EXERCISE DETAILS:
Copy out the data below, swapping every "Target" for "Object" and leaving everything else unchanged.

SUPPLIED INFORMATION:

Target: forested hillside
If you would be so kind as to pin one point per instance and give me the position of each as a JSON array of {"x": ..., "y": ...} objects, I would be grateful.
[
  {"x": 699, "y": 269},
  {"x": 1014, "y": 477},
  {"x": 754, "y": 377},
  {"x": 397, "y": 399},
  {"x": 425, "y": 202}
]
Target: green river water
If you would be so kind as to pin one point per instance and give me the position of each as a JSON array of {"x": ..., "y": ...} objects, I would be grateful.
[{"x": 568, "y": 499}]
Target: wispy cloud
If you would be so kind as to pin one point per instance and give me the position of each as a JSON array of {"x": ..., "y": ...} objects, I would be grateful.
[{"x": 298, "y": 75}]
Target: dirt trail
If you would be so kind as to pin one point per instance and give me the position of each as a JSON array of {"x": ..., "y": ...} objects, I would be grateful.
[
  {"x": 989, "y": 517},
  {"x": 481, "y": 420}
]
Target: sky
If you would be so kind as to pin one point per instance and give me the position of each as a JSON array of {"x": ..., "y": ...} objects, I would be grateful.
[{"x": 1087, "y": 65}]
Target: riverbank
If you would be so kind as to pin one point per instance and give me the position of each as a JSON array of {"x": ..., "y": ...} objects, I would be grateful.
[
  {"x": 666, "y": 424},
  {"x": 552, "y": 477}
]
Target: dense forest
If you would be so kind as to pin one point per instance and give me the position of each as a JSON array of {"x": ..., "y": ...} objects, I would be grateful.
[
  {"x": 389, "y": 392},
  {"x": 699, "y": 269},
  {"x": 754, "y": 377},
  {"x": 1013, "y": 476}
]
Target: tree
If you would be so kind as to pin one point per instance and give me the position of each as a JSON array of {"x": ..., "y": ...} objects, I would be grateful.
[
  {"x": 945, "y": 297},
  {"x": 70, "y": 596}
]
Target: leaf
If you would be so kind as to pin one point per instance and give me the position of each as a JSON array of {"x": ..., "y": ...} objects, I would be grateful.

FINAL RESULT:
Object: forested hillside
If you would be so kind as to pin one point per instance and give me the position of each as a JSON array of {"x": ..., "y": ...} objects, I would be grateful.
[
  {"x": 699, "y": 269},
  {"x": 1014, "y": 477},
  {"x": 754, "y": 377},
  {"x": 397, "y": 399},
  {"x": 425, "y": 202}
]
Object: green river water
If you would be so kind as to pin one point per instance and give me the position of each as a JSON array of {"x": ..., "y": ...} objects, I would be grateful.
[{"x": 568, "y": 499}]
Object: wispy cloud
If you would be so kind as to pin one point per instance and give me the position of each as a JSON array of {"x": ..., "y": ...} objects, I would be grateful.
[{"x": 298, "y": 75}]
Object: dirt trail
If you would be so kind as to pin one point per instance and give me the position of each as a JSON array of {"x": ..., "y": ...} objects, I would be grateful.
[
  {"x": 989, "y": 517},
  {"x": 481, "y": 420}
]
Object: sky
If you would be so kind as to pin one point per instance and give me the position of each as a JSON array of {"x": ..., "y": ...} objects, I would be grateful.
[{"x": 1087, "y": 65}]
Object: riverbank
If you would be so kind as to pin one point per instance and give me the position of each as a JSON array of {"x": ..., "y": ...} objects, I would be grateful.
[
  {"x": 666, "y": 424},
  {"x": 552, "y": 477}
]
Object: dense forest
If you would be so kind as to pin one point per instance and give me the position of each as a JSON array of {"x": ..., "y": ...} objects, I would be grateful.
[
  {"x": 389, "y": 392},
  {"x": 699, "y": 269},
  {"x": 754, "y": 377},
  {"x": 1013, "y": 476}
]
Object: tree
If you would be so kind as to pin one point per instance and give me the position of each as a JSON array of {"x": ..., "y": ...} objects, I would be grateful.
[
  {"x": 945, "y": 297},
  {"x": 70, "y": 596}
]
Object: leaf
If you would be so kind as to pin one point per instance and give me the position of each as a JSON array of {"x": ..., "y": ...} objects, I would be grateful.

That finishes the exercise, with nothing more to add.